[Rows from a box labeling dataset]
+ + + + + + +
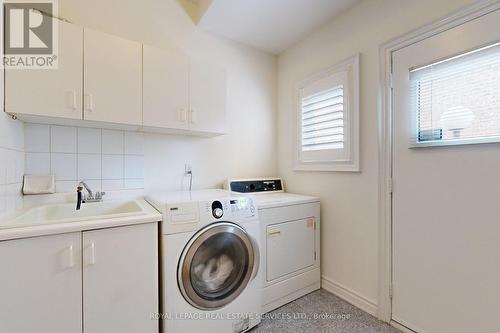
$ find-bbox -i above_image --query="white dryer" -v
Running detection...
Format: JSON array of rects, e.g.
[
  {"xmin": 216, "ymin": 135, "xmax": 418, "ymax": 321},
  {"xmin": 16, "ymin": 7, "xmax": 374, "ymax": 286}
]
[
  {"xmin": 226, "ymin": 178, "xmax": 321, "ymax": 312},
  {"xmin": 146, "ymin": 190, "xmax": 262, "ymax": 333}
]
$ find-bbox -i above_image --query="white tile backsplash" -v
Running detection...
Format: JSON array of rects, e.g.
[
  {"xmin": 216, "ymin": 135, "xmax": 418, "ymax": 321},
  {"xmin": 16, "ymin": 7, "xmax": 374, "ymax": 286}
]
[
  {"xmin": 56, "ymin": 180, "xmax": 78, "ymax": 193},
  {"xmin": 102, "ymin": 129, "xmax": 124, "ymax": 155},
  {"xmin": 24, "ymin": 124, "xmax": 50, "ymax": 153},
  {"xmin": 78, "ymin": 128, "xmax": 102, "ymax": 154},
  {"xmin": 102, "ymin": 179, "xmax": 123, "ymax": 191},
  {"xmin": 24, "ymin": 124, "xmax": 144, "ymax": 192},
  {"xmin": 78, "ymin": 154, "xmax": 102, "ymax": 180},
  {"xmin": 123, "ymin": 155, "xmax": 144, "ymax": 179},
  {"xmin": 50, "ymin": 153, "xmax": 77, "ymax": 180},
  {"xmin": 102, "ymin": 155, "xmax": 124, "ymax": 180},
  {"xmin": 50, "ymin": 126, "xmax": 77, "ymax": 154},
  {"xmin": 125, "ymin": 179, "xmax": 144, "ymax": 190},
  {"xmin": 124, "ymin": 132, "xmax": 144, "ymax": 155},
  {"xmin": 24, "ymin": 153, "xmax": 50, "ymax": 176}
]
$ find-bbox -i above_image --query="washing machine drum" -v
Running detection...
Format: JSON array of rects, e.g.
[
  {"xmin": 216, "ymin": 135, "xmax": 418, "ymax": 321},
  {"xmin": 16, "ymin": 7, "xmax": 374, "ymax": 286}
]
[{"xmin": 177, "ymin": 222, "xmax": 258, "ymax": 310}]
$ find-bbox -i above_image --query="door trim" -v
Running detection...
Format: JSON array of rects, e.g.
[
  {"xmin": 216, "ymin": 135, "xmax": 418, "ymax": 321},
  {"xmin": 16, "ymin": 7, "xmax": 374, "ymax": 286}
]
[{"xmin": 377, "ymin": 0, "xmax": 500, "ymax": 323}]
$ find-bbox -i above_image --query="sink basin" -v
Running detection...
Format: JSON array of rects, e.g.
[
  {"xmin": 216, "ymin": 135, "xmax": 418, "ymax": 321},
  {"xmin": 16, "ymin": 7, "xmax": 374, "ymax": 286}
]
[{"xmin": 0, "ymin": 201, "xmax": 147, "ymax": 229}]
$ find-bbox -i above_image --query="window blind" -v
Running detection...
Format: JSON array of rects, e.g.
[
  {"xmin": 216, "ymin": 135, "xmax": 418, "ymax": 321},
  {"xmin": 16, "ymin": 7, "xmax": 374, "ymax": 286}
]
[
  {"xmin": 410, "ymin": 43, "xmax": 500, "ymax": 142},
  {"xmin": 302, "ymin": 85, "xmax": 344, "ymax": 151}
]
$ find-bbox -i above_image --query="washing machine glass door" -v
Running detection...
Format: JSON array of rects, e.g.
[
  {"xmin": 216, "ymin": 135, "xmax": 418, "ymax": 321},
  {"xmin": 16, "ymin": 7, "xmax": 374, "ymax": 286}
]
[{"xmin": 178, "ymin": 222, "xmax": 256, "ymax": 310}]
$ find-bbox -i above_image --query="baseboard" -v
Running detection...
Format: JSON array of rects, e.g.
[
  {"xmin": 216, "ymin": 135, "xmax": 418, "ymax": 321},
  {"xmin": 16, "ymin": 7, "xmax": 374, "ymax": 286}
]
[
  {"xmin": 390, "ymin": 320, "xmax": 416, "ymax": 333},
  {"xmin": 321, "ymin": 276, "xmax": 377, "ymax": 316}
]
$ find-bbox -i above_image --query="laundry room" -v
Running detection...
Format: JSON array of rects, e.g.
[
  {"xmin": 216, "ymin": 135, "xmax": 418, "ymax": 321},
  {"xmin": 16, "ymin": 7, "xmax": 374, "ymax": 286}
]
[{"xmin": 0, "ymin": 0, "xmax": 500, "ymax": 333}]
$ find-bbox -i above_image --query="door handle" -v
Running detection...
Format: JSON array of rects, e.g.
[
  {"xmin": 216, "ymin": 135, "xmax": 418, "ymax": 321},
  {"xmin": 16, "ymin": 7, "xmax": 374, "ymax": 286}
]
[
  {"xmin": 67, "ymin": 245, "xmax": 75, "ymax": 268},
  {"xmin": 189, "ymin": 109, "xmax": 196, "ymax": 124},
  {"xmin": 267, "ymin": 229, "xmax": 281, "ymax": 236},
  {"xmin": 68, "ymin": 90, "xmax": 78, "ymax": 110},
  {"xmin": 85, "ymin": 94, "xmax": 94, "ymax": 112},
  {"xmin": 88, "ymin": 242, "xmax": 95, "ymax": 266},
  {"xmin": 177, "ymin": 108, "xmax": 187, "ymax": 123}
]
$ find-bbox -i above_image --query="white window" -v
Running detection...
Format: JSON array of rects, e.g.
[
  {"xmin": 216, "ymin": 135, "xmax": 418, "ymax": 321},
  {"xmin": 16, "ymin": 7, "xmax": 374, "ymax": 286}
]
[
  {"xmin": 410, "ymin": 43, "xmax": 500, "ymax": 146},
  {"xmin": 295, "ymin": 56, "xmax": 359, "ymax": 171}
]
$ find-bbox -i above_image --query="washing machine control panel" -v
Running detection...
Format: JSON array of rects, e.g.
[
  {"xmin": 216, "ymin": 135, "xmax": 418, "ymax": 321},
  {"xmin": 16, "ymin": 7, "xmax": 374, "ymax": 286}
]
[{"xmin": 202, "ymin": 197, "xmax": 257, "ymax": 220}]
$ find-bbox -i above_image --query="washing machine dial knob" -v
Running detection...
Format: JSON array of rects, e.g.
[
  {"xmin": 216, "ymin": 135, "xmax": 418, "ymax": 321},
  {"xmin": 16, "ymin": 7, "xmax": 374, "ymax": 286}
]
[{"xmin": 212, "ymin": 208, "xmax": 224, "ymax": 219}]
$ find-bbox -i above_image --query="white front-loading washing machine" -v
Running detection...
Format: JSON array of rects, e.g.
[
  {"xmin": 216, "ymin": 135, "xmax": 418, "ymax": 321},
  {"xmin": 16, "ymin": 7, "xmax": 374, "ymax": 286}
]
[{"xmin": 146, "ymin": 190, "xmax": 262, "ymax": 333}]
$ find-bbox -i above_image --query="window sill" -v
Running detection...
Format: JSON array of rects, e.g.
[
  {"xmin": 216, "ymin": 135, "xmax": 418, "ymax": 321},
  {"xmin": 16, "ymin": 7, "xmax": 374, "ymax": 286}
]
[
  {"xmin": 408, "ymin": 136, "xmax": 500, "ymax": 149},
  {"xmin": 293, "ymin": 161, "xmax": 361, "ymax": 172}
]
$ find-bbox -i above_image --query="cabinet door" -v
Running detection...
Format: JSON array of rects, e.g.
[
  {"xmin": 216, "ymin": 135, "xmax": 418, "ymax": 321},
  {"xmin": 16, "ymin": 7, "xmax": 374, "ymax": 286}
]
[
  {"xmin": 0, "ymin": 233, "xmax": 82, "ymax": 333},
  {"xmin": 266, "ymin": 218, "xmax": 316, "ymax": 281},
  {"xmin": 83, "ymin": 223, "xmax": 159, "ymax": 333},
  {"xmin": 189, "ymin": 60, "xmax": 226, "ymax": 134},
  {"xmin": 5, "ymin": 20, "xmax": 83, "ymax": 119},
  {"xmin": 143, "ymin": 45, "xmax": 189, "ymax": 129},
  {"xmin": 84, "ymin": 29, "xmax": 142, "ymax": 125}
]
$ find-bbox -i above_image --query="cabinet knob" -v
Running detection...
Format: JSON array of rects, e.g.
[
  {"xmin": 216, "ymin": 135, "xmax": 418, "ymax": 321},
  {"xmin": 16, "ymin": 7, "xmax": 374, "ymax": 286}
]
[{"xmin": 68, "ymin": 245, "xmax": 75, "ymax": 268}]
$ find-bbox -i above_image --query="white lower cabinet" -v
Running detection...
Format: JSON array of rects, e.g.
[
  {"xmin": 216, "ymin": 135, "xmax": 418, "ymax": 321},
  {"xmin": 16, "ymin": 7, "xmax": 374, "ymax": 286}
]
[
  {"xmin": 0, "ymin": 223, "xmax": 159, "ymax": 333},
  {"xmin": 0, "ymin": 232, "xmax": 82, "ymax": 333},
  {"xmin": 83, "ymin": 224, "xmax": 159, "ymax": 333},
  {"xmin": 266, "ymin": 218, "xmax": 316, "ymax": 281}
]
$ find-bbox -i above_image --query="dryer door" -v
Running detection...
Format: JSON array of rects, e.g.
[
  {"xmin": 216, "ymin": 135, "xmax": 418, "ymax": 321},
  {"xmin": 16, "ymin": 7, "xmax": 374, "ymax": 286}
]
[{"xmin": 177, "ymin": 222, "xmax": 258, "ymax": 310}]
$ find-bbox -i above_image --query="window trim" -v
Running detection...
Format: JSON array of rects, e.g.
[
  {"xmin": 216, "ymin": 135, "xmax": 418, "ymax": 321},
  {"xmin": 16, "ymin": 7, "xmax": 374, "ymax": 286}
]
[
  {"xmin": 408, "ymin": 41, "xmax": 500, "ymax": 149},
  {"xmin": 293, "ymin": 54, "xmax": 360, "ymax": 172}
]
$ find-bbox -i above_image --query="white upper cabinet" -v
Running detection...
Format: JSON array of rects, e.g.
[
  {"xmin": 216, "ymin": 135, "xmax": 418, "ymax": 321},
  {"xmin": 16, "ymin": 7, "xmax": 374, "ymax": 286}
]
[
  {"xmin": 5, "ymin": 20, "xmax": 83, "ymax": 119},
  {"xmin": 188, "ymin": 59, "xmax": 226, "ymax": 134},
  {"xmin": 143, "ymin": 45, "xmax": 189, "ymax": 130},
  {"xmin": 84, "ymin": 29, "xmax": 142, "ymax": 125}
]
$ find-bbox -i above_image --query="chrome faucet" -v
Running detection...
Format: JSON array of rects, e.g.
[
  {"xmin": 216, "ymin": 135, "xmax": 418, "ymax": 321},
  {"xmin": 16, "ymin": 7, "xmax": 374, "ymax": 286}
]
[{"xmin": 76, "ymin": 180, "xmax": 106, "ymax": 210}]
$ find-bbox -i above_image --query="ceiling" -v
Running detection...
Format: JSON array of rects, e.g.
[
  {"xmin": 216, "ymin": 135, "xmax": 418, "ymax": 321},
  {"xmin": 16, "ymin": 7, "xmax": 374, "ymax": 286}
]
[{"xmin": 196, "ymin": 0, "xmax": 359, "ymax": 54}]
+ + + + + + +
> **THE TASK**
Which lines of the records contain the word "trim"? Show every one of them, treating uppercase and lowercase as different.

> **WRITTEN SOLUTION**
$ find-bbox -i above_image --query="door trim" -v
$ find-bbox -i above_image --query="window trim" -v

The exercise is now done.